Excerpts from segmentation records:
----
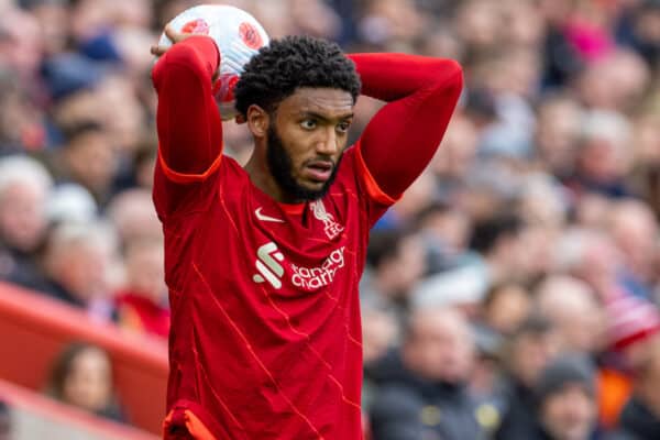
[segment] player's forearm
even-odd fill
[[[352,55],[362,92],[388,101],[361,138],[364,164],[391,197],[399,196],[432,158],[463,87],[450,59],[400,54]]]
[[[461,66],[453,59],[407,54],[351,54],[362,94],[394,101],[429,89],[460,89]]]
[[[161,156],[183,174],[200,174],[222,148],[222,123],[211,94],[219,65],[216,44],[193,36],[175,44],[153,69]]]

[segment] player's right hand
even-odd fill
[[[193,34],[193,33],[188,33],[188,32],[177,32],[175,31],[175,29],[167,24],[165,26],[165,35],[169,38],[169,41],[172,42],[172,46],[174,46],[177,43],[183,42],[186,38],[189,38],[193,35],[198,35],[198,34]],[[165,54],[168,50],[172,48],[172,46],[162,46],[158,44],[154,44],[151,46],[151,53],[152,55],[155,55],[157,57],[163,56],[163,54]],[[218,79],[218,76],[220,75],[220,68],[218,67],[218,70],[216,70],[216,73],[213,74],[211,80],[216,81],[216,79]]]
[[[176,43],[180,43],[184,40],[193,36],[194,34],[189,34],[189,33],[184,33],[184,32],[177,32],[174,30],[173,26],[170,26],[169,24],[165,26],[165,35],[169,38],[169,41],[172,42],[172,45],[174,46]],[[151,53],[152,55],[155,56],[162,56],[165,52],[167,52],[167,50],[170,46],[160,46],[157,44],[154,44],[153,46],[151,46]]]

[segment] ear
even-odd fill
[[[257,105],[253,103],[248,108],[245,121],[254,138],[265,138],[267,135],[271,116]]]

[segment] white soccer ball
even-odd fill
[[[233,88],[243,73],[243,66],[258,50],[268,44],[268,34],[262,25],[242,9],[223,4],[200,4],[189,8],[169,23],[177,32],[208,35],[220,51],[220,75],[213,84],[213,97],[223,120],[234,118]],[[158,45],[168,47],[169,38],[163,33]]]

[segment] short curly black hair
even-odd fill
[[[312,36],[272,40],[245,65],[234,88],[237,110],[245,116],[257,105],[272,112],[299,87],[329,87],[360,95],[355,65],[339,45]]]

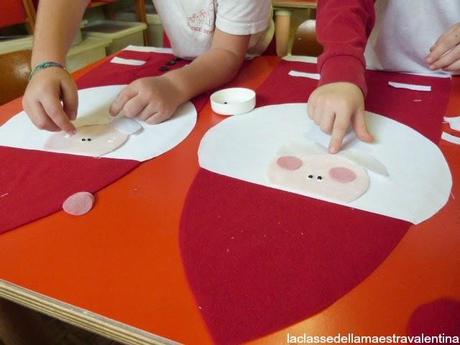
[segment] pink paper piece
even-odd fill
[[[72,216],[82,216],[93,208],[94,195],[89,192],[78,192],[69,196],[62,204],[62,209]]]

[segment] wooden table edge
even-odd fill
[[[127,345],[179,344],[173,340],[61,302],[3,279],[0,279],[0,297]]]

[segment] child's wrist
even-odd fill
[[[48,68],[60,68],[64,71],[67,71],[67,69],[65,68],[65,66],[59,62],[55,62],[55,61],[44,61],[44,62],[40,62],[38,64],[35,65],[35,67],[32,69],[32,71],[30,72],[29,74],[29,81],[32,80],[32,77],[37,74],[38,72],[40,71],[43,71],[45,69],[48,69]]]

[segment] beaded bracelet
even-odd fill
[[[44,69],[47,69],[47,68],[50,68],[50,67],[59,67],[59,68],[62,68],[63,70],[66,71],[66,68],[64,65],[58,63],[58,62],[54,62],[54,61],[45,61],[45,62],[42,62],[42,63],[39,63],[38,65],[36,65],[34,67],[34,69],[32,70],[32,72],[30,72],[30,75],[29,75],[29,81],[32,79],[32,77],[35,75],[35,73],[41,71],[41,70],[44,70]]]

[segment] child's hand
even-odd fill
[[[359,139],[374,140],[364,120],[363,93],[354,84],[339,82],[318,87],[308,100],[308,115],[323,132],[331,134],[331,153],[340,150],[350,123]]]
[[[169,119],[183,103],[180,91],[168,77],[149,77],[129,84],[112,103],[110,114],[122,112],[148,124]]]
[[[70,121],[77,116],[77,87],[63,69],[50,67],[38,71],[27,86],[22,106],[38,128],[75,133]]]
[[[432,70],[460,71],[460,23],[439,37],[426,61]]]

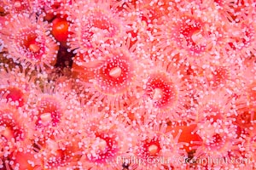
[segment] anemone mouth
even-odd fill
[[[109,159],[114,157],[118,151],[117,135],[113,132],[96,132],[93,147],[96,155],[88,157],[90,162],[108,163]]]
[[[146,94],[158,108],[172,107],[177,101],[174,83],[165,74],[153,74],[146,83]]]
[[[211,139],[207,141],[207,147],[212,150],[219,150],[226,144],[224,136],[220,133],[214,133]]]
[[[129,89],[134,76],[130,58],[119,54],[108,58],[96,71],[96,88],[106,94],[123,94]]]
[[[143,141],[143,150],[145,150],[143,154],[145,157],[159,156],[161,147],[158,139],[155,138],[148,139]]]

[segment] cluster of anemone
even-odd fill
[[[255,169],[253,0],[0,2],[0,169]]]

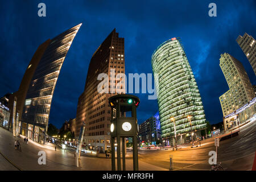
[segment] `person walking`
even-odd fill
[[[17,149],[16,149],[16,147],[17,147],[17,141],[16,141],[16,140],[15,140],[15,141],[14,142],[14,146],[15,146],[15,150],[17,150]]]
[[[19,151],[19,142],[17,140],[17,150]]]

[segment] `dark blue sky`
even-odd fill
[[[256,37],[255,1],[1,1],[0,2],[0,96],[18,89],[38,47],[48,38],[80,23],[57,82],[49,123],[60,127],[76,117],[92,54],[116,28],[125,38],[126,73],[152,73],[151,57],[156,47],[173,37],[181,39],[202,97],[207,119],[222,121],[218,97],[229,88],[219,66],[220,54],[240,60],[251,82],[253,69],[236,39],[246,32]],[[38,5],[46,5],[46,17]],[[208,5],[217,5],[217,17]],[[141,98],[139,122],[158,111],[156,100]]]

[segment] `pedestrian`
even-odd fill
[[[17,141],[16,140],[15,140],[15,142],[14,142],[14,146],[15,146],[15,150],[17,150],[16,148],[16,147],[17,147]]]
[[[17,150],[19,150],[19,142],[17,140]]]

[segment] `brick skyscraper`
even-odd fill
[[[84,122],[82,144],[92,150],[104,151],[110,148],[111,114],[108,99],[113,95],[125,93],[125,80],[121,81],[117,86],[118,81],[110,82],[110,77],[115,79],[118,73],[125,73],[124,40],[124,38],[118,37],[115,28],[97,49],[89,66],[84,91],[79,98],[75,136],[79,136]],[[112,69],[114,69],[114,72],[110,71]],[[109,78],[109,93],[98,92],[98,85],[102,81],[97,78],[102,73]],[[111,88],[115,89],[113,94],[110,94]]]
[[[251,67],[253,67],[255,75],[256,75],[256,44],[255,39],[247,33],[245,33],[243,36],[238,36],[237,42],[246,56]]]

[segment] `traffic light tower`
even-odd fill
[[[117,138],[117,170],[121,170],[121,140],[122,140],[123,171],[125,171],[125,138],[133,139],[133,169],[138,171],[137,136],[138,125],[137,119],[136,108],[139,104],[139,99],[130,94],[121,94],[111,97],[109,99],[111,107],[111,148],[112,168],[115,171],[115,139]]]

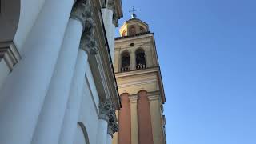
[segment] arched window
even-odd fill
[[[122,54],[122,66],[121,71],[130,71],[130,54],[128,51],[124,51]]]
[[[136,50],[136,69],[146,69],[145,52],[142,49]]]
[[[123,37],[123,36],[126,36],[126,30],[123,30],[122,36],[122,37]]]
[[[136,34],[136,30],[135,30],[135,26],[134,25],[130,26],[129,27],[129,35],[134,35]]]

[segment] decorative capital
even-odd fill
----
INSTRUCTION. Omit the pictures, then quote the rest of the material above exactly.

TASK SOLUTION.
[segment] player's forearm
even-odd fill
[[[352,55],[362,92],[388,101],[361,138],[364,164],[391,197],[399,196],[432,158],[463,87],[450,59],[400,54]]]
[[[461,66],[453,59],[407,54],[351,54],[362,94],[394,101],[429,89],[460,89]]]
[[[161,156],[183,174],[200,174],[222,148],[222,123],[211,94],[219,65],[216,44],[193,36],[175,44],[153,69]]]

[segment] player's right hand
even-odd fill
[[[193,34],[193,33],[188,33],[188,32],[177,32],[175,31],[175,29],[167,24],[165,26],[165,35],[169,38],[169,41],[172,42],[172,46],[174,46],[177,43],[183,42],[186,38],[189,38],[193,35],[198,35],[198,34]],[[165,54],[168,50],[172,48],[172,46],[162,46],[158,44],[154,44],[151,46],[151,53],[152,55],[155,55],[157,57],[163,56],[163,54]],[[218,79],[218,76],[220,75],[220,68],[218,67],[218,70],[216,70],[216,73],[213,74],[211,80],[216,81],[216,79]]]
[[[176,43],[180,43],[184,40],[193,36],[194,34],[189,34],[189,33],[184,33],[184,32],[177,32],[174,30],[173,26],[170,26],[169,24],[165,26],[165,35],[169,38],[169,41],[172,42],[172,45],[174,46]],[[151,53],[152,55],[155,56],[162,56],[165,52],[167,52],[167,50],[170,46],[160,46],[157,44],[154,44],[153,46],[151,46]]]

[segment] ear
even-odd fill
[[[257,105],[253,103],[248,108],[245,121],[254,138],[265,138],[267,135],[271,116]]]

[segment] white soccer ball
even-odd fill
[[[233,88],[243,73],[243,66],[258,50],[268,44],[268,34],[262,25],[242,9],[223,4],[200,4],[189,8],[169,23],[177,32],[208,35],[220,51],[220,75],[213,84],[213,97],[223,120],[234,118]],[[158,45],[168,47],[169,38],[163,33]]]

[segment] short curly black hair
even-odd fill
[[[312,36],[272,40],[245,65],[234,88],[237,110],[245,116],[257,105],[272,112],[299,87],[329,87],[360,95],[355,65],[339,45]]]

[segment] pink paper piece
even-odd fill
[[[72,216],[82,216],[93,208],[94,195],[89,192],[78,192],[69,196],[62,204],[62,209]]]

[segment] wooden table edge
even-odd fill
[[[127,345],[179,344],[173,340],[61,302],[3,279],[0,279],[0,297]]]

[segment] child's wrist
even-odd fill
[[[48,68],[60,68],[64,71],[67,71],[67,69],[65,68],[65,66],[59,62],[55,62],[55,61],[44,61],[44,62],[40,62],[38,64],[35,65],[35,67],[32,69],[32,71],[30,72],[29,74],[29,81],[32,80],[32,77],[37,74],[38,72],[40,71],[43,71],[45,69],[48,69]]]

[segment] beaded bracelet
even-odd fill
[[[44,69],[47,69],[47,68],[50,68],[50,67],[59,67],[59,68],[62,68],[63,70],[66,71],[66,68],[64,65],[58,63],[58,62],[54,62],[54,61],[45,61],[45,62],[42,62],[42,63],[39,63],[38,65],[36,65],[34,67],[34,69],[32,70],[32,72],[30,72],[30,75],[29,75],[29,81],[32,79],[32,77],[35,75],[35,73],[41,71],[41,70],[44,70]]]

[segment] child's hand
even-odd fill
[[[359,139],[374,140],[364,120],[363,93],[354,84],[339,82],[318,87],[308,100],[308,115],[323,132],[331,134],[331,153],[340,150],[350,123]]]
[[[169,119],[183,103],[180,91],[168,77],[149,77],[129,84],[112,103],[110,114],[122,112],[148,124]]]
[[[70,121],[77,116],[77,87],[63,69],[50,67],[38,71],[27,86],[22,106],[38,128],[75,133]]]
[[[432,70],[460,71],[460,23],[439,37],[426,61]]]

[segment] anemone mouth
even-odd fill
[[[109,159],[114,157],[118,151],[117,135],[113,132],[96,132],[93,147],[96,155],[88,157],[90,162],[108,163]]]
[[[146,94],[158,108],[172,107],[177,101],[174,83],[165,74],[153,74],[146,83]]]
[[[211,139],[207,141],[207,147],[212,150],[219,150],[226,144],[224,136],[220,133],[214,133]]]
[[[129,89],[134,76],[130,58],[119,54],[108,58],[96,71],[96,88],[106,94],[123,94]]]
[[[143,141],[143,150],[145,150],[143,154],[145,157],[159,156],[161,147],[158,139],[155,138],[148,139]]]

[segment] cluster of anemone
even-odd fill
[[[255,169],[253,0],[0,2],[0,169]]]

[segment] `person walking`
even-odd fill
[[[17,149],[16,149],[16,147],[17,147],[17,141],[16,141],[16,140],[15,140],[15,141],[14,142],[14,146],[15,146],[15,150],[17,150]]]
[[[19,151],[19,142],[17,140],[17,150]]]

[segment] `dark blue sky`
even-odd fill
[[[256,37],[255,1],[1,1],[0,2],[0,96],[18,89],[38,47],[48,38],[80,23],[57,82],[49,123],[60,127],[76,117],[92,54],[116,28],[125,38],[126,73],[152,73],[151,57],[156,47],[173,37],[181,39],[202,97],[207,119],[222,121],[218,97],[229,88],[219,66],[220,54],[240,60],[251,82],[253,69],[236,39],[246,32]],[[38,5],[46,5],[46,17]],[[208,5],[217,5],[217,17]],[[141,98],[139,122],[158,111],[156,100]]]

[segment] `pedestrian`
even-odd fill
[[[17,141],[16,140],[15,140],[15,142],[14,142],[14,146],[15,146],[15,150],[17,150],[16,148],[16,147],[17,147]]]
[[[17,150],[19,150],[19,142],[17,140]]]

[segment] `brick skyscraper`
even-odd fill
[[[84,122],[82,144],[92,150],[104,151],[110,148],[111,114],[108,99],[113,95],[125,93],[125,80],[121,81],[117,86],[118,81],[110,82],[110,77],[115,79],[118,73],[125,73],[124,40],[124,38],[118,37],[115,28],[97,49],[89,66],[84,91],[79,98],[75,136],[79,136]],[[112,69],[114,69],[114,72],[110,71]],[[109,78],[109,93],[98,92],[98,85],[102,81],[97,78],[102,73]],[[111,88],[115,89],[113,94],[110,94]]]
[[[251,67],[253,67],[255,75],[256,75],[256,44],[255,39],[247,33],[245,33],[243,36],[238,36],[237,42],[246,56]]]

[segment] `traffic light tower`
even-odd fill
[[[117,138],[117,170],[121,170],[121,140],[122,140],[123,171],[125,171],[125,138],[133,139],[133,169],[138,171],[137,136],[138,125],[137,119],[136,108],[139,104],[139,99],[130,94],[121,94],[111,97],[109,99],[111,107],[111,148],[112,168],[115,171],[115,139]]]

[segment] arched window
even-odd fill
[[[122,54],[122,66],[121,71],[130,71],[130,54],[128,51],[124,51]]]
[[[136,50],[136,69],[146,69],[145,52],[142,49]]]
[[[123,37],[123,36],[126,36],[126,30],[123,30],[122,36],[122,37]]]
[[[136,34],[136,30],[135,30],[135,26],[134,25],[130,26],[129,27],[129,35],[134,35]]]

[segment] decorative capital
even-odd fill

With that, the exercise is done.